Top of Data shown
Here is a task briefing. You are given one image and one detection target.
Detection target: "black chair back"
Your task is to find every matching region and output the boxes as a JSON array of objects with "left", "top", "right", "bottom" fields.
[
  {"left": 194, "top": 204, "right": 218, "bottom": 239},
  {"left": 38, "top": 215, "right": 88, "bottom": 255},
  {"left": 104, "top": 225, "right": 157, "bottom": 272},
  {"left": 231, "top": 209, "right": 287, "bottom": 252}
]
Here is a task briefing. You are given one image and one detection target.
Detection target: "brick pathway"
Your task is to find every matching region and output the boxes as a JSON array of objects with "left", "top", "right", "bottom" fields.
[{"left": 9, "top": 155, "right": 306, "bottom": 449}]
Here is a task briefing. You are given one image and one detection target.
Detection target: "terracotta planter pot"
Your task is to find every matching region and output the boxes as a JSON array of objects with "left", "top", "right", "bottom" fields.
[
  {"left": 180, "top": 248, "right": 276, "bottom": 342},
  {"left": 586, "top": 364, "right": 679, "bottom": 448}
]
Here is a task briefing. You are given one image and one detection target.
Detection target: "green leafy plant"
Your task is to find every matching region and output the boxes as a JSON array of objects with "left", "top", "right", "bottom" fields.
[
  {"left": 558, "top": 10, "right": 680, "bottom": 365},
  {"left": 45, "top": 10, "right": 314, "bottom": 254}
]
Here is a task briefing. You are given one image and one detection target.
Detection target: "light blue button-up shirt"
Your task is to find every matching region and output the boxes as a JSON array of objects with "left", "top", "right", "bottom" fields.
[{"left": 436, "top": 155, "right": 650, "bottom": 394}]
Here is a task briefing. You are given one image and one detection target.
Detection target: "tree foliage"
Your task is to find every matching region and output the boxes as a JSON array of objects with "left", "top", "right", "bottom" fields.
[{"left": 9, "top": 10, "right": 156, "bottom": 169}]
Bottom of Data shown
◆ Work instruction ◆
Could you print every record above exactly as it appears?

◆ Task response ◆
Here is a task briefing. You are given one image and one detection target.
Detection target: "black chair back"
Your task is to find every matching region and output the boxes as a JSON array of objects with "left", "top", "right", "bottom" fields.
[
  {"left": 194, "top": 204, "right": 218, "bottom": 239},
  {"left": 38, "top": 215, "right": 88, "bottom": 255},
  {"left": 104, "top": 225, "right": 157, "bottom": 272},
  {"left": 231, "top": 209, "right": 287, "bottom": 252}
]
Here is a task briefing. You are given one image and one detection target.
Detection target: "brick pathway"
Your task is to find every matching region and output the boxes as a JSON array of objects with "left", "top", "right", "bottom" fields.
[{"left": 9, "top": 155, "right": 306, "bottom": 449}]
Here is a task briefing. You are given one image and one detection target.
Detection target: "terracotta planter pot"
Your task is to find every matching region and output the boxes as a JSON array of objects with "left", "top", "right", "bottom" fields.
[
  {"left": 180, "top": 248, "right": 276, "bottom": 342},
  {"left": 586, "top": 364, "right": 679, "bottom": 448}
]
Here is a task briefing. You are given one image and one detection target.
Detection target: "green leafy plant"
Your task is to find every matching region and output the boxes as a JSON array of objects with "left", "top", "right", "bottom" fields.
[
  {"left": 558, "top": 10, "right": 680, "bottom": 365},
  {"left": 45, "top": 10, "right": 314, "bottom": 254}
]
Here is a task briefing. You are given one image and one detection target.
Detection target: "light blue button-up shirt"
Your task is to find every matching region and output the boxes as a JSON array of objects with "left", "top", "right", "bottom" fields.
[{"left": 436, "top": 155, "right": 650, "bottom": 394}]
Here is a task briefing. You are given one image and one detection target.
Detection target: "tree foliage"
Your task is to find every matching region and output the boxes as a JSON array of objects with "left", "top", "right", "bottom" fields.
[{"left": 9, "top": 10, "right": 156, "bottom": 169}]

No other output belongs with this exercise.